== YOUR GOAL ==
Write out the items below word for word, beginning at the line that contains "Can you see the black rubber" and continuing through the final line of the items.

Recorded data
-------
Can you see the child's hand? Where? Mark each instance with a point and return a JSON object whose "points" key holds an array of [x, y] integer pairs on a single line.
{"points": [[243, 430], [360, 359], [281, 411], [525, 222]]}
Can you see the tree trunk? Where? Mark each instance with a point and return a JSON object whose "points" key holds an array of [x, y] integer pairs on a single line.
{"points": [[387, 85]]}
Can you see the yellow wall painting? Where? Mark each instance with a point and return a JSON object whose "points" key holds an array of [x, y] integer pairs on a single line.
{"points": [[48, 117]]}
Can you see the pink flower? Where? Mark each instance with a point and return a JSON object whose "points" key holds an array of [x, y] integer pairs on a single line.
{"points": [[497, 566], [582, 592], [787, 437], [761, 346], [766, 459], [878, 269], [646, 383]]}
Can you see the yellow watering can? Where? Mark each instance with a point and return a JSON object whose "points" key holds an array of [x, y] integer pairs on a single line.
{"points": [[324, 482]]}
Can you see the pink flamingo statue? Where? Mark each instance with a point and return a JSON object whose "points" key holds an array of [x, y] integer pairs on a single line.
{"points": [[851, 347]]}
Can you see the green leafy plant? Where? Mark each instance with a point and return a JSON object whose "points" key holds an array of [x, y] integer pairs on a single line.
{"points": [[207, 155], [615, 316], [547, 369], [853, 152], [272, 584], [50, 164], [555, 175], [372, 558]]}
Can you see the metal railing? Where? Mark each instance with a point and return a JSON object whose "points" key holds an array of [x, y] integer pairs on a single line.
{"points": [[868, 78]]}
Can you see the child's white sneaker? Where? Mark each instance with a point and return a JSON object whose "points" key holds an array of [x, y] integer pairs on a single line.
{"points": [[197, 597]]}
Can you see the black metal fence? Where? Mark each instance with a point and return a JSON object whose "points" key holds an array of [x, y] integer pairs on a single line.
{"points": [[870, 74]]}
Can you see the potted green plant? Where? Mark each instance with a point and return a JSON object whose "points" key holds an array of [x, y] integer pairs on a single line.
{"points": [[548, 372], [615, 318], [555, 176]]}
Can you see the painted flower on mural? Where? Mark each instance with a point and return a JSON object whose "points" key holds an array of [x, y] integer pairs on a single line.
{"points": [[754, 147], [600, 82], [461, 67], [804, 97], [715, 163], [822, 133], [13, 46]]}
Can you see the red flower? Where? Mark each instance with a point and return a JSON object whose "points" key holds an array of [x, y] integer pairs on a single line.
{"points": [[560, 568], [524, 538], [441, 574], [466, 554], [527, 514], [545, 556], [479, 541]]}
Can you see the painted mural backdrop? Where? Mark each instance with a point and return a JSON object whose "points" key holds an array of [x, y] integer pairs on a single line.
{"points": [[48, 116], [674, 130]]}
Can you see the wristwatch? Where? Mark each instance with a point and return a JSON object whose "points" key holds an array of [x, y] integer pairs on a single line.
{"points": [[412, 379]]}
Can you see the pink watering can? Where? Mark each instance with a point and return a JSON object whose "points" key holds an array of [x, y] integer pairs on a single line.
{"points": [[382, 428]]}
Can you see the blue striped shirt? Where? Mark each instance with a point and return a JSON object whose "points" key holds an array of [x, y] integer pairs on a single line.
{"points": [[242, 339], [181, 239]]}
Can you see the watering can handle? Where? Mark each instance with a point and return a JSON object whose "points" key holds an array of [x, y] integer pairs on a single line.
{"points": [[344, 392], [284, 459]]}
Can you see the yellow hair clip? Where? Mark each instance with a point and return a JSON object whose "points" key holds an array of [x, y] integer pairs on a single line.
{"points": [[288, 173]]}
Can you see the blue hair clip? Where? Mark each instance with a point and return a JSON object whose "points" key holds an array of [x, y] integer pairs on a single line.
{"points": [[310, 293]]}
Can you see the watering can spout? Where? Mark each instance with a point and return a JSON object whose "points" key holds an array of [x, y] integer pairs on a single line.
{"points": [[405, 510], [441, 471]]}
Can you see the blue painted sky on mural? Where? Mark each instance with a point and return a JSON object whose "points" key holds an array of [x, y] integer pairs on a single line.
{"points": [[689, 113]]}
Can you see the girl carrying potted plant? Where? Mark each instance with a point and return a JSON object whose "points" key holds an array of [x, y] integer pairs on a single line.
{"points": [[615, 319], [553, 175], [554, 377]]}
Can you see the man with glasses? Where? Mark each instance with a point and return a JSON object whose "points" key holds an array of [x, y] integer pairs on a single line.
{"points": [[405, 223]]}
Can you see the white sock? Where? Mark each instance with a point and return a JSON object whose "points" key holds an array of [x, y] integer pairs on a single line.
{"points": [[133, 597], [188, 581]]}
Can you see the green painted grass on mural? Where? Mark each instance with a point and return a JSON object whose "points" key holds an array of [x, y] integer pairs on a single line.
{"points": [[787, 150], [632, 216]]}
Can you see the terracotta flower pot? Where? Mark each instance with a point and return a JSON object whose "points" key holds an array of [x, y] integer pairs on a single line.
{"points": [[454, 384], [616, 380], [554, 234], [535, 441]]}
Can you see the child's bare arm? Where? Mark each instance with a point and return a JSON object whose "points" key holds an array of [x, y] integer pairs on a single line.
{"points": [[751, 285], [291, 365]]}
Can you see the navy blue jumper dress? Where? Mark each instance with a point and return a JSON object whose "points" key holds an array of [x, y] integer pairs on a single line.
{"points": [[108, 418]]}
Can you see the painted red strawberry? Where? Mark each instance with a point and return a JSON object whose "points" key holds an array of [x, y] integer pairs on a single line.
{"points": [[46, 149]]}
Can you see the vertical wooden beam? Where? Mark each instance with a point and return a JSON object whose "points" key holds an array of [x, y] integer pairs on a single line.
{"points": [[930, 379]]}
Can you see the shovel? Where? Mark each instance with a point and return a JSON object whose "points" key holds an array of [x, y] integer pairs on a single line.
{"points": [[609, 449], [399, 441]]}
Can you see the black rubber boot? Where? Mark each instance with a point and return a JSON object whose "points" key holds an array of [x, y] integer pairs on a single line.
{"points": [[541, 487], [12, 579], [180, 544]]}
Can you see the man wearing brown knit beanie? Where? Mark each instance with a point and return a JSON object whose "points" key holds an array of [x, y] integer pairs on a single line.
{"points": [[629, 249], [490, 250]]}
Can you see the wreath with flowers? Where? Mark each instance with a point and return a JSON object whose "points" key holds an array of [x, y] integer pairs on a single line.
-------
== REPLY ==
Can you see the black rubber boot? Where? Mark each instance with a point and return a JSON object whose "points" key holds an array of [x, y] integer pairs on a single line.
{"points": [[541, 487], [12, 579], [180, 544]]}
Can you see the man wearing brown knit beanie? Where? Mark each instance with a point and return a JSON object whose "points" key holds an array of [x, y] integer pairs on a single line.
{"points": [[629, 249], [490, 250]]}
Can you see the wreath with flowers? Where? Mark each instance with a point and return a JSON object whose "points" key holds an array of [x, y] integer pairs on a single line.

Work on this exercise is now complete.